# start of DATA PROVIDED

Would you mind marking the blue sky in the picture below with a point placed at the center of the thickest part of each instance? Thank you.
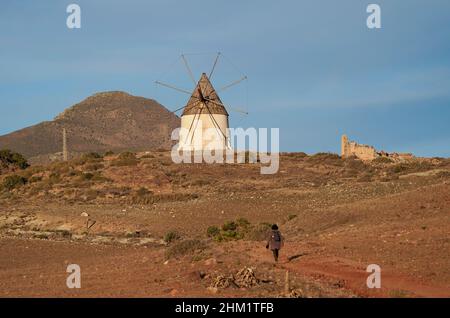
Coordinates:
(315, 70)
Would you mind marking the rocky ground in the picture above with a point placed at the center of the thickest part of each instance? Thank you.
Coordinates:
(142, 226)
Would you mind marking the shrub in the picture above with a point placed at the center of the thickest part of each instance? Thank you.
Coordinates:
(7, 157)
(87, 176)
(143, 192)
(13, 181)
(34, 179)
(243, 222)
(229, 226)
(92, 155)
(213, 231)
(171, 236)
(259, 232)
(125, 159)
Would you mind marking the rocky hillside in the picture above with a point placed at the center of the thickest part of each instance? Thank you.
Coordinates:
(105, 121)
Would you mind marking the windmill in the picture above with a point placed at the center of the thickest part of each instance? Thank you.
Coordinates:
(204, 120)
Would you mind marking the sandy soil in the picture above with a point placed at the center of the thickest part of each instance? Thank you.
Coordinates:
(334, 225)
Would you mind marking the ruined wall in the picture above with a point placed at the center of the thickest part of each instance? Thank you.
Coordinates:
(351, 148)
(365, 152)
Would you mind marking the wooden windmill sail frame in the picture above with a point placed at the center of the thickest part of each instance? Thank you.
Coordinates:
(204, 99)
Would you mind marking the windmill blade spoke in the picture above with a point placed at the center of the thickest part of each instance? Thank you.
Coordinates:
(239, 110)
(173, 87)
(214, 66)
(188, 69)
(232, 84)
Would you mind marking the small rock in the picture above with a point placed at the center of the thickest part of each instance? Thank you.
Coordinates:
(210, 261)
(213, 290)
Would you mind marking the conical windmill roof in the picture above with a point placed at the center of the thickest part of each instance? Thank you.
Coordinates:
(204, 99)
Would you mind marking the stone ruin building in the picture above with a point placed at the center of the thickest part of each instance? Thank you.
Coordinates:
(368, 153)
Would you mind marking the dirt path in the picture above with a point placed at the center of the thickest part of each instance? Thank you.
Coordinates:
(350, 274)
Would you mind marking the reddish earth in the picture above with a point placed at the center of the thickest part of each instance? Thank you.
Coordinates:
(335, 219)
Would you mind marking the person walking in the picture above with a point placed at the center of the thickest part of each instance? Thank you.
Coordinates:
(275, 241)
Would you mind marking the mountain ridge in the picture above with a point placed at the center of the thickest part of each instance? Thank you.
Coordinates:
(112, 120)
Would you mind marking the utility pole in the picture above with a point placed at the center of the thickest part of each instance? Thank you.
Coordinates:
(65, 154)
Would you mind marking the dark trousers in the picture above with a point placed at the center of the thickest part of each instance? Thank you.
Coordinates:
(275, 254)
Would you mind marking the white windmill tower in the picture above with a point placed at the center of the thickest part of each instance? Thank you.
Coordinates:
(204, 121)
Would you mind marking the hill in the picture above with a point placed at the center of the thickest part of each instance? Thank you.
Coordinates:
(104, 121)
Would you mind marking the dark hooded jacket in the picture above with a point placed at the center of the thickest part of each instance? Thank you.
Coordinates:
(275, 240)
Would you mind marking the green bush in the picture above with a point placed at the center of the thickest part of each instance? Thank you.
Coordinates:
(87, 176)
(229, 226)
(92, 155)
(142, 192)
(125, 159)
(171, 236)
(7, 157)
(243, 222)
(213, 231)
(13, 181)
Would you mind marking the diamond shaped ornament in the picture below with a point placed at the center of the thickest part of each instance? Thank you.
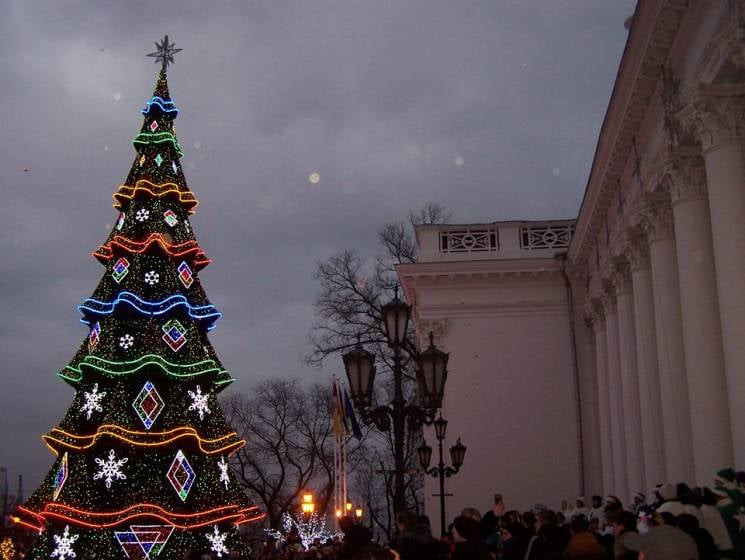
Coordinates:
(148, 405)
(174, 334)
(170, 217)
(181, 475)
(120, 270)
(185, 274)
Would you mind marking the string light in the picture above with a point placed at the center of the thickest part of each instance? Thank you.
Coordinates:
(165, 105)
(148, 138)
(89, 519)
(92, 306)
(227, 443)
(126, 193)
(122, 368)
(106, 251)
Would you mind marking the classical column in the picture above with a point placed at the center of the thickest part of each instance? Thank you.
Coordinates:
(647, 365)
(615, 395)
(707, 388)
(592, 469)
(629, 380)
(657, 222)
(604, 408)
(720, 118)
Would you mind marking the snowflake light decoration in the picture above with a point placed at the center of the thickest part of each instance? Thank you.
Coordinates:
(217, 542)
(308, 530)
(126, 341)
(199, 402)
(92, 401)
(63, 545)
(223, 466)
(152, 278)
(110, 469)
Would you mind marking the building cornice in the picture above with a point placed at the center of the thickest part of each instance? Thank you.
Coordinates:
(655, 25)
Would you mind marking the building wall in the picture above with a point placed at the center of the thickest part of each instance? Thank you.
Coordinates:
(510, 394)
(656, 265)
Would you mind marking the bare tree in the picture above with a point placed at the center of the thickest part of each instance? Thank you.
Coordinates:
(348, 306)
(289, 432)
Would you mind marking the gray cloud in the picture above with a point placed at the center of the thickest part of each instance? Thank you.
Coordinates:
(380, 98)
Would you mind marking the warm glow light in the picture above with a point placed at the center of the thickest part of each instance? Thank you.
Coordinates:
(308, 508)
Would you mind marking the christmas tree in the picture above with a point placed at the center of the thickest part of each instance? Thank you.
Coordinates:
(142, 453)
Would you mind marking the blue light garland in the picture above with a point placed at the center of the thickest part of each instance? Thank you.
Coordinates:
(165, 105)
(95, 308)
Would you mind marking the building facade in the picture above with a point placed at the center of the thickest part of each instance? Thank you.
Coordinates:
(495, 296)
(655, 313)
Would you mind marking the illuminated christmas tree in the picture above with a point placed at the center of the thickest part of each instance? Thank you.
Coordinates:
(142, 453)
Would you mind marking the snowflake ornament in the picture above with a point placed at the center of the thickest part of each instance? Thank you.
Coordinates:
(152, 278)
(110, 469)
(217, 542)
(223, 466)
(199, 402)
(63, 545)
(92, 401)
(126, 341)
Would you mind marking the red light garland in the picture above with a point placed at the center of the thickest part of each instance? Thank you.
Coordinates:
(106, 251)
(194, 520)
(127, 192)
(228, 442)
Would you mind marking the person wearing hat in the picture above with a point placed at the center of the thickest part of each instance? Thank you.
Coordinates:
(661, 543)
(713, 521)
(639, 500)
(668, 493)
(596, 511)
(467, 537)
(580, 508)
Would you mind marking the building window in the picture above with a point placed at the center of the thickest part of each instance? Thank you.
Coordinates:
(469, 241)
(545, 237)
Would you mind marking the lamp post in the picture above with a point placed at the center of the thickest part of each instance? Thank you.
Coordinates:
(441, 471)
(307, 505)
(431, 375)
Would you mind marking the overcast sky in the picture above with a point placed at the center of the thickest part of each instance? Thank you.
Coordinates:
(491, 108)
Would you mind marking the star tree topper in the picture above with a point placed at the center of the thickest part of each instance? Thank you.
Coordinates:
(164, 52)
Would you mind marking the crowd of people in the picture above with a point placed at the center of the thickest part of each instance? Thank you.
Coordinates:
(677, 523)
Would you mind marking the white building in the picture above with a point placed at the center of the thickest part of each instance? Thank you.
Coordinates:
(636, 374)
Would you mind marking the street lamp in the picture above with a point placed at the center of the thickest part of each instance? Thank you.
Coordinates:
(360, 367)
(441, 471)
(307, 506)
(431, 374)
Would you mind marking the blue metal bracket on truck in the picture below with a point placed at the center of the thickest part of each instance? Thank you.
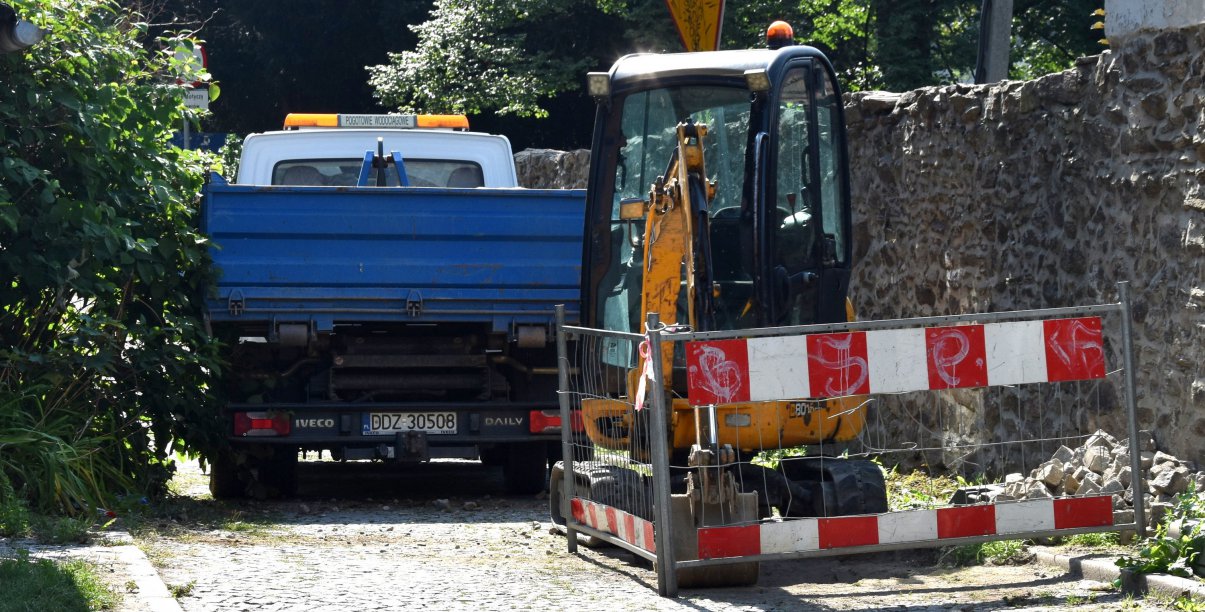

# end of DATA PROVIDED

DIRECTION: Pull out every line in the records above that contains the word "dark" and copy each one unchanged.

SOLUTION BELOW:
Would you mind marking the dark trousers in the picture above with a point placed at the center of the thickest part of each instance? Thank you.
Would you mind marking the dark hooded jacket in the picture above with a point placed at the center of the thickest part of each instance? Thank you.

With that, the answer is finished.